The tasks ::
1. Write out the blog excerpt from "16 February 2009" down to "were chasing dogs).".
2. Translate this sentence from the blog excerpt into Spanish: "Treat art like music and you’ll open a whole new world."
3. Answer these questions using the blog excerpt.
(a) What did Kandinsky call his masterpieces in abstract work?
(b) What date appears above the heading "The F-word Rant"?
(c) To which organization did another classmate compare feminists?

Source document ::
----

Art is just like music, when you look at art and open your ears, you ought to hear music. Look at a painting of a girl sitting by a piano that’s music with lyrics, look at abstract art it’s like an instrumental piece of music. No one questions that instrumental music brings pleasure, no one complains that they don’t “get” instrumental music. Well, it’s just the same with an abstract painting, what instrumental music is to the ears, abstract painting is to your eyes. A truly wonderful piece of art can inspire music in your head. And just like a piece of instrumental music can sometimes be a story or sometimes just shapes in your head, similarly an abstract painting can sometimes be interpreted and sometimes just appreciated for what it is – a pleasure to behold. Treat art like music and you’ll open a whole new world. Open your eyes, look at the painting, do you like it? Does it make you feel good, happy, sad, excited, dulled? You don’t need to know technique or the interpretation of art, just know what you feel and slowly you’ll pick up the rest. Perhaps Kandinsky my favourite painter shared this theory with me- he named his masterpieces in abstract work after musical terms, he called them compositions.

16 February 2009

The F-word Rant

Sindhu Shankar is not a feminist, she doesn’t even like them. When asked to speak about them in an English Class years and years (think two) ago all she had to say was that She was not one, that her friend Ramsub is one and that feminists are crazy, out of control women who muddle up their issues by running after dogs in Calcutta. (Another classmate also speaking about his distaste for feminists had compared them to the always overzealous PETA and Sindhu had muddled up the issues by hearing that it was the feminists who were chasing dogs).

----

Coordinate labeling data ::
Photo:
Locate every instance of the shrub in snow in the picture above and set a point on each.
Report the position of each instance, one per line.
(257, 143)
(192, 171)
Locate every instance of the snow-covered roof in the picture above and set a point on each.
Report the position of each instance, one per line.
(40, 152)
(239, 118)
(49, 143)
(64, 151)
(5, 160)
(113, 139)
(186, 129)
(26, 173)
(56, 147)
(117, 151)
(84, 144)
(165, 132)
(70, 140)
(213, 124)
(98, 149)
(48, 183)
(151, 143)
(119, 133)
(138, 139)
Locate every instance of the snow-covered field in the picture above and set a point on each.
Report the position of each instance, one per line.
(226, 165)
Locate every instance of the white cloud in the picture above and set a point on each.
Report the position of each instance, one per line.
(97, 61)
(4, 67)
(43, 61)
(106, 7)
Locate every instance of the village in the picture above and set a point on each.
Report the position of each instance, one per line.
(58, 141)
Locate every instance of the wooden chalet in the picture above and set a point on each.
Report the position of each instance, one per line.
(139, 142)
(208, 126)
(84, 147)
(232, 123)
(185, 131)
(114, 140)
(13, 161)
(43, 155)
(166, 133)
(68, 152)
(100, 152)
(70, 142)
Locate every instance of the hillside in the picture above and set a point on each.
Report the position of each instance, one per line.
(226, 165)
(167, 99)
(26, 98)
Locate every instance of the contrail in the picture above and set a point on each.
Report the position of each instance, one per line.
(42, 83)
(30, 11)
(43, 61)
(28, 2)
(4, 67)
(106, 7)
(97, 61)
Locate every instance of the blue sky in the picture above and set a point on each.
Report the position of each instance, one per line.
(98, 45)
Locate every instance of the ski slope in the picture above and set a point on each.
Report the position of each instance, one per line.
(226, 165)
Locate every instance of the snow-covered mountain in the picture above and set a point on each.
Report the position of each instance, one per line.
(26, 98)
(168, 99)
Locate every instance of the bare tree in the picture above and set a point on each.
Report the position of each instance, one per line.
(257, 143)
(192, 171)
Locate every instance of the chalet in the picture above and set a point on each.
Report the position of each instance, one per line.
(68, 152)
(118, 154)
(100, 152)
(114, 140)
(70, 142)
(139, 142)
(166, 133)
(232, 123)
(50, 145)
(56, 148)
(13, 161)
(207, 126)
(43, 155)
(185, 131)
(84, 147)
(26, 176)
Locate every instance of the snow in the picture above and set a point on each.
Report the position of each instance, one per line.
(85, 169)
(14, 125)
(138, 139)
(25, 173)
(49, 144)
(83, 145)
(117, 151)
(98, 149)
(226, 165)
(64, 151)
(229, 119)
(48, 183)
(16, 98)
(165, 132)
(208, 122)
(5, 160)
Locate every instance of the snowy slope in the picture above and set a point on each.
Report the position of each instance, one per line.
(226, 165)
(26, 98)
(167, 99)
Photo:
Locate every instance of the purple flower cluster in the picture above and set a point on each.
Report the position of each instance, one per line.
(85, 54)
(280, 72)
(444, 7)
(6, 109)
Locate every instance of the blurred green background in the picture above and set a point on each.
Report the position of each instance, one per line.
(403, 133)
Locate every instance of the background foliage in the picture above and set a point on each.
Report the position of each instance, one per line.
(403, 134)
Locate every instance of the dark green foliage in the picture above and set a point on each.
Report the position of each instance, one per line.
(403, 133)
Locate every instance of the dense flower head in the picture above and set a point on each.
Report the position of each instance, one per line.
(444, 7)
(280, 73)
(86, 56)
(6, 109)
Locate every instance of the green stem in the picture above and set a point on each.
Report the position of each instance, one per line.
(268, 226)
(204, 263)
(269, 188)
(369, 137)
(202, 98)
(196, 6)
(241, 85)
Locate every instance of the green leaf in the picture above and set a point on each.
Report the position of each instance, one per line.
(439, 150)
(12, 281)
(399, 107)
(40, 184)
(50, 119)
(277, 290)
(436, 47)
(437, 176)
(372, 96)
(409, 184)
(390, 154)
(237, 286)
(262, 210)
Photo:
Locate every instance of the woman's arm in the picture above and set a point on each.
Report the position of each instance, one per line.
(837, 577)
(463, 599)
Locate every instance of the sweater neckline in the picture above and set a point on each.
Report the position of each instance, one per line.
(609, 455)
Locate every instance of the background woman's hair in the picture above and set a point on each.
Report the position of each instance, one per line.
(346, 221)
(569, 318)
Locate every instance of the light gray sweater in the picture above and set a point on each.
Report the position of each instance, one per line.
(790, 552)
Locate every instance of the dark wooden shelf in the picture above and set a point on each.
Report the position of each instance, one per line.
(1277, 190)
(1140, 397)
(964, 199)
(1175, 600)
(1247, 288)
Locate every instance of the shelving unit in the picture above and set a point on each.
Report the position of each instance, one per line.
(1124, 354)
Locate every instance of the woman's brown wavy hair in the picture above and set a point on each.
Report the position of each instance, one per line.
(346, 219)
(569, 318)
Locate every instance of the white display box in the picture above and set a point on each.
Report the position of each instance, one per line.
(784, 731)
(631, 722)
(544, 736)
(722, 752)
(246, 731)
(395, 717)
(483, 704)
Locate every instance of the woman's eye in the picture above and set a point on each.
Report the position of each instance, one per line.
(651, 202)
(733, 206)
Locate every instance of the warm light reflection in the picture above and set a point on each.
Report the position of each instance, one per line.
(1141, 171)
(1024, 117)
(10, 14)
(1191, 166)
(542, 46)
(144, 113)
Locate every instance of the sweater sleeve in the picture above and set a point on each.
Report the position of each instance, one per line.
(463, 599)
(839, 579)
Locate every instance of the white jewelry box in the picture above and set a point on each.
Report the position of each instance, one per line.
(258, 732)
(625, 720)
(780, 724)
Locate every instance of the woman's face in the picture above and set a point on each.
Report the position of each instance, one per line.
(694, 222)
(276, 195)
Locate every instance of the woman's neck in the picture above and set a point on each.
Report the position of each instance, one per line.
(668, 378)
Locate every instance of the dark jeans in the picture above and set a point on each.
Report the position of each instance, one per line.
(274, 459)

----

Outputs for the tasks ::
1.
16 February 2009

The F-word Rant

Sindhu Shankar is not a feminist, she doesn’t even like them. When asked to speak about them in an English Class years and years (think two) ago all she had to say was that She was not one, that her friend Ramsub is one and that feminists are crazy, out of control women who muddle up their issues by running after dogs in Calcutta. (Another classmate also speaking about his distaste for feminists had compared them to the always overzealous PETA and Sindhu had muddled up the issues by hearing that it was the feminists who were chasing dogs).

2. Trata el arte como la música y abrirás un mundo completamente nuevo.

3.
(a) Compositions.
(b) 16 February 2009.
(c) PETA.